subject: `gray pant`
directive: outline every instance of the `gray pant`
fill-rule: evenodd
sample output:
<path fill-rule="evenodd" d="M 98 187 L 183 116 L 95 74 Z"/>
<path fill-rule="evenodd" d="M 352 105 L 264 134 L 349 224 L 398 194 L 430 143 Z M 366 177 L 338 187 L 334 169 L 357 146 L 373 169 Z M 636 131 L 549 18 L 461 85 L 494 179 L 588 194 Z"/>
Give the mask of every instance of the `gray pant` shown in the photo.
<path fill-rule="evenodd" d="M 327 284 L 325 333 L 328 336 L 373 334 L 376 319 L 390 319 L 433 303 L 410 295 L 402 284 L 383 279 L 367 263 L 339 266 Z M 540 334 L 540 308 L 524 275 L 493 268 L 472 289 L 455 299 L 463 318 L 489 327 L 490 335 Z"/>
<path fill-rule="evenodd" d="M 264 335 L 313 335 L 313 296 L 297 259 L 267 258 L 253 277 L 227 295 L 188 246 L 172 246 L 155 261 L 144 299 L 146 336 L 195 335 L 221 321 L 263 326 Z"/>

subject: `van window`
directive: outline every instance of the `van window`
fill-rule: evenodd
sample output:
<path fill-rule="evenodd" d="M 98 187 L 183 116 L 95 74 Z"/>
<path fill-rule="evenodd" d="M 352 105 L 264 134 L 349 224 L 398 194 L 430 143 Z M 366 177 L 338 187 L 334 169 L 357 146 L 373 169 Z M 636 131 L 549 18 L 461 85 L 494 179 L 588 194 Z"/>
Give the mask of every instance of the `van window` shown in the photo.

----

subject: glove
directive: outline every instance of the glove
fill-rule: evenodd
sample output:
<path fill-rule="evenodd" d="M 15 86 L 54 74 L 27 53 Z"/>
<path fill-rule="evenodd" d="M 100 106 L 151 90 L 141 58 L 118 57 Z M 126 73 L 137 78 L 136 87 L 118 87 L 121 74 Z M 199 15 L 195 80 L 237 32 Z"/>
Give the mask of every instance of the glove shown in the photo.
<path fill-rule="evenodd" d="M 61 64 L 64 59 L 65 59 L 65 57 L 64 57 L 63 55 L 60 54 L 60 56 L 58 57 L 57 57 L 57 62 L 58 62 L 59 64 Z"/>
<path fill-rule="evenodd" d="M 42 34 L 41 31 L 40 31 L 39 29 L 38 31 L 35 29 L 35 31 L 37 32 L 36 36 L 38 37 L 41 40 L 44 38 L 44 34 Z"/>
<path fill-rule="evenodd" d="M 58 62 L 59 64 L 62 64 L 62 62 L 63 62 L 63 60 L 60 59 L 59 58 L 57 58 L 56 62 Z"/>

----

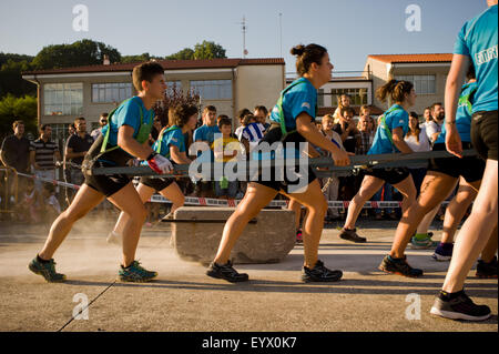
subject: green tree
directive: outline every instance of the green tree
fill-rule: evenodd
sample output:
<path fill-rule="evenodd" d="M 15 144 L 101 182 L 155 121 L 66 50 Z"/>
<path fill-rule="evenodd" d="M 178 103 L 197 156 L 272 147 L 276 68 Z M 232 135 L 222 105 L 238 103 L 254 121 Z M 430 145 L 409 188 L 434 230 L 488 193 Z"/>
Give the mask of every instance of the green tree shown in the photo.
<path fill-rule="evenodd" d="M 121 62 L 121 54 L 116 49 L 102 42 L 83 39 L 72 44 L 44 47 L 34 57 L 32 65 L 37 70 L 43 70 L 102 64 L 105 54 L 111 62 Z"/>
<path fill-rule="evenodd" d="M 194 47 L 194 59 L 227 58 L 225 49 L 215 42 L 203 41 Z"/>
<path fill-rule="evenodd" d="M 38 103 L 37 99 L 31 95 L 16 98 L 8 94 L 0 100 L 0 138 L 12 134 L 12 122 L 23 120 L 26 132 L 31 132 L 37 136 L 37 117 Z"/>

----

Reproduce the records verbatim, starting at the line that contains "subject: glove" and ending after the line that contains "15 86 L 54 74".

| TASK ANSWER |
subject: glove
directive: outline every instance of the glove
fill-rule: evenodd
sample output:
<path fill-rule="evenodd" d="M 15 86 L 54 74 L 27 53 Z"/>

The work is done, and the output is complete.